### Problem
Write out every record below exactly as it appears, omitting the pictures.

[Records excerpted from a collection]

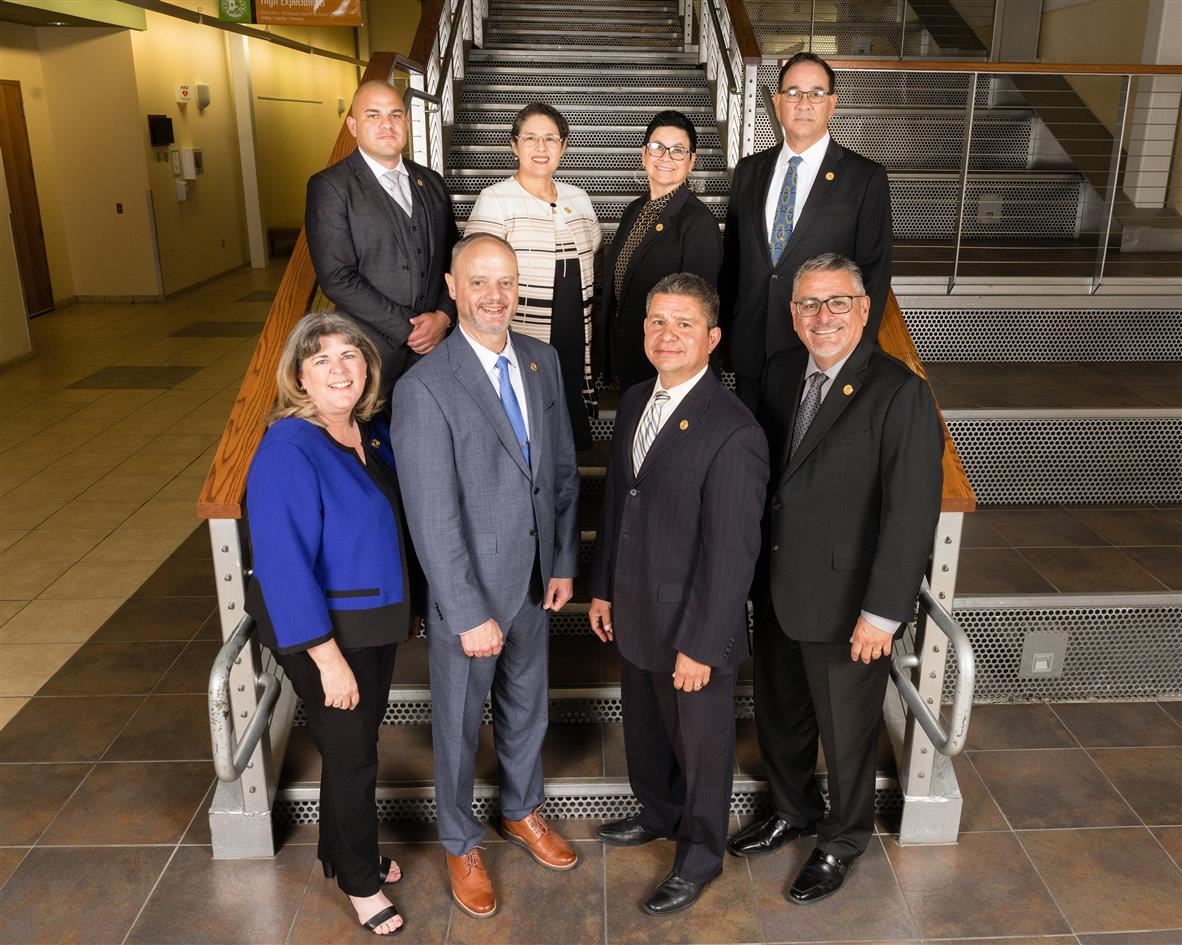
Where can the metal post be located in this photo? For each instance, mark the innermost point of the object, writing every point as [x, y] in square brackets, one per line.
[932, 800]
[969, 111]
[1122, 115]
[240, 816]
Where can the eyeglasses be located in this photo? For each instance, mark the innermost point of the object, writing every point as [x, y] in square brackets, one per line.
[796, 95]
[533, 141]
[809, 308]
[656, 149]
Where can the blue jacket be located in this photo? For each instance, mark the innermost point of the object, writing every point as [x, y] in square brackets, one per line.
[324, 536]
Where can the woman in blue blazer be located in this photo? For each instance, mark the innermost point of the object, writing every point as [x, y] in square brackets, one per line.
[330, 584]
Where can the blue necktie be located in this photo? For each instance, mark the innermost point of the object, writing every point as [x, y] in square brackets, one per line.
[785, 209]
[512, 408]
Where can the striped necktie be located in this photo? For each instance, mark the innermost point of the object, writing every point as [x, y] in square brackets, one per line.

### Solution for this exercise
Where can the metal post be located in this photo? For each instance, mark the innermost point of the object, writing every point as [x, y] in square brackets, one per line.
[932, 800]
[969, 111]
[1122, 115]
[240, 816]
Where can the eyeglasses be located in this photo? For each instance, mark the innermost point of the object, writing every point as [x, y] in square brackets, one per line.
[796, 95]
[533, 141]
[809, 308]
[656, 149]
Where can the blue jacket be located in this photo? For each instance, mark the innermost point of the object, writing every point as [x, y] in square brackets, one per line.
[324, 536]
Where can the woman in blue blazer be located in this photo? For each instance, mark the innermost point of the object, writing every point as [x, y] in square brackets, one per line.
[330, 584]
Where can the blue necktie be located in this photo? For each instance, mark the innermost point of the object, writing every point as [x, y] in square brackets, one per line.
[785, 209]
[512, 408]
Where can the striped necktie be located in this photo? For each instance, mark the innermost point of the object, writing every point as [x, y] in square brackets, one per line.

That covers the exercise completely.